→ **PROBLEM STATEMENT**
Answer these questions using the reading on Love Holy Trinity Blessed Mission.
(a) In what year did the organization begin as a series of prayer meetings and Bible study groups?
(b) What does the organization own in Chicago?
(c) For what price was the Bellevue property sold?

→ **READING TEXT**
= Love Holy Trinity Blessed Mission =

United States Catholic organization

The Group's Logo.

Love Holy Trinity Blessed Mission (LHTBM) is an American organization based in Chicago, Illinois. It represents itself as a Roman Catholic mission. The group is active in Iowa, Illinois, and Wisconsin. The organization was founded in Chicago, and is currently led by Kyo McDonald and Father Len Kruzel, a former priest of the Archdiocese of Chicago. LHTBM began as a series of prayer meetings and Bible study groups in 1992. McDonald and Kruzel oversaw the expansion of the group into Iowa, Illinois, and Wisconsin.

The organization is currently seeking approval from the Vatican to become a formal religious order. The order is made up of lay Brothers and Sisters who live in a communal setting. LHTBM owns a convent and school in Chicago, a number of properties in Dubuque, Iowa, and a farm near Bellevue, Iowa that it plans to use as a retreat center. The Bellevue property was sold for $965,000 in May 2007 as reported in local news outlets.

Referring expression data
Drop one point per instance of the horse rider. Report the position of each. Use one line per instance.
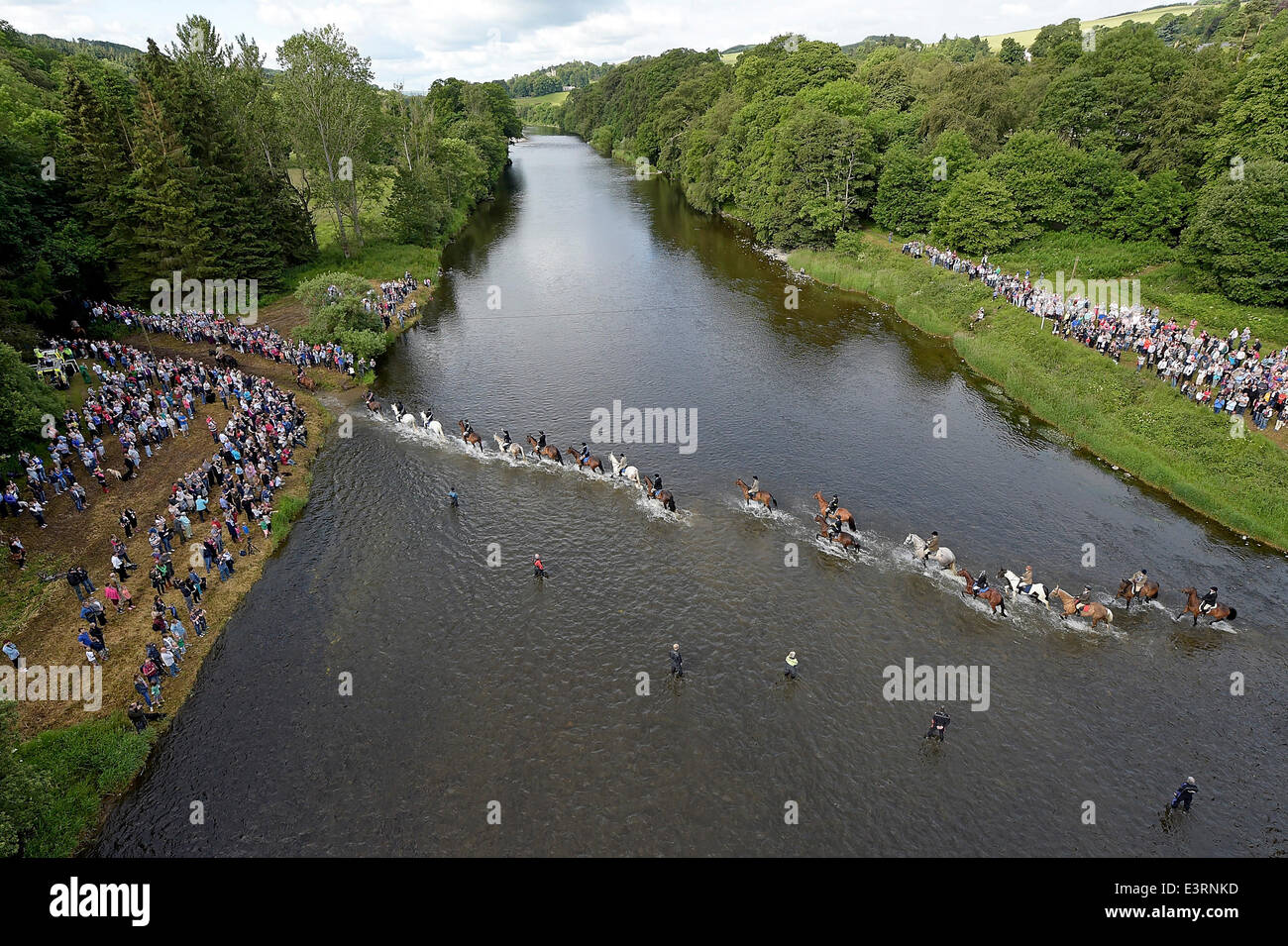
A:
(1209, 601)
(939, 725)
(1082, 600)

→ **RESPONSE**
(a) 1992
(b) A convent and school
(c) $965,000